* **Source passage**
start

75

How do I create an index on the date part of DATETIME field?

mysql> SHOW COLUMNS FROM transactionlist;
+-------------------+------------------+------+-----+---------+----------------+
| Field             | Type             | Null | Key | Default | Extra          |
+-------------------+------------------+------+-----+---------+----------------+
| TransactionNumber | int(10) unsigned | NO   | PRI | NULL    | auto_increment |
| WagerId           | int(11)          | YES  | MUL | 0       |                |
| TranNum           | int(11)          | YES  | MUL | 0       |                |
| TranDateTime      | datetime         | NO   |     | NULL    |                |
| Amount            | double           | YES  |     | 0       |                |
| Action            | smallint(6)      | YES  |     | 0       |                |
| Uid               | int(11)          | YES  |     | 1       |                |
| AuthId            | int(11)          | YES  |     | 1       |                |
+-------------------+------------------+------+-----+---------+----------------+
8 rows in set (0.00 sec)

TranDateTime is used to save the date and time of a transaction as it happens

My Table has over 1,000,000 records in it and the statement

SELECT * FROM transactionlist where date(TranDateTime) = '2008-08-17' 

takes a long time.

EDIT:

Have a look at this blog post on "Why MySQL’s DATETIME can and should be avoided"

fancyPants
  • 50,732
  • 33
  • 89
  • 96
Charles Faiga
  • 11,665
  • 25
  • 102
  • 139
  • 7
    warning comment for the link you suggested a look: The post is written with such an excitement and rage that it almost borders on the point of childishness. And the writer is not beating back any criticism , while still mentioning that he stands behind what he said , yet his point is falling slender with each. But still , not a waste of time, if you read the comments. – kommradHomer Jan 24 '13 at 10:05

13 Answers13

72

If I remember correctly, that will run a whole table scan because you're passing the column through a function. MySQL will obediently run the function for each and every column, bypassing the index since the query optimizer can't really know the results of the function.

end

* **Collected material**
start

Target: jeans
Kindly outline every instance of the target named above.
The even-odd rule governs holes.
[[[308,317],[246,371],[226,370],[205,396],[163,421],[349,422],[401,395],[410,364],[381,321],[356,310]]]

end

* **Exercise instructions**
(A) Retype the passage from the MySQL thread, starting with "If I remember" and going on through "of the function.".
(B) Using the answer in the MySQL thread, explain in one to three sentences why the query filtering on date(TranDateTime) runs a whole table scan.

* **Outputs for the tasks**
(A)
If I remember correctly, that will run a whole table scan because you're passing the column through a function. MySQL will obediently run the function for each and every column, bypassing the index since the query optimizer can't really know the results of the function.

(B) The query passes the TranDateTime column through a function, so MySQL runs that function over and over instead of using the index. It bypasses the index because the query optimizer cannot know the results of the function ahead of time.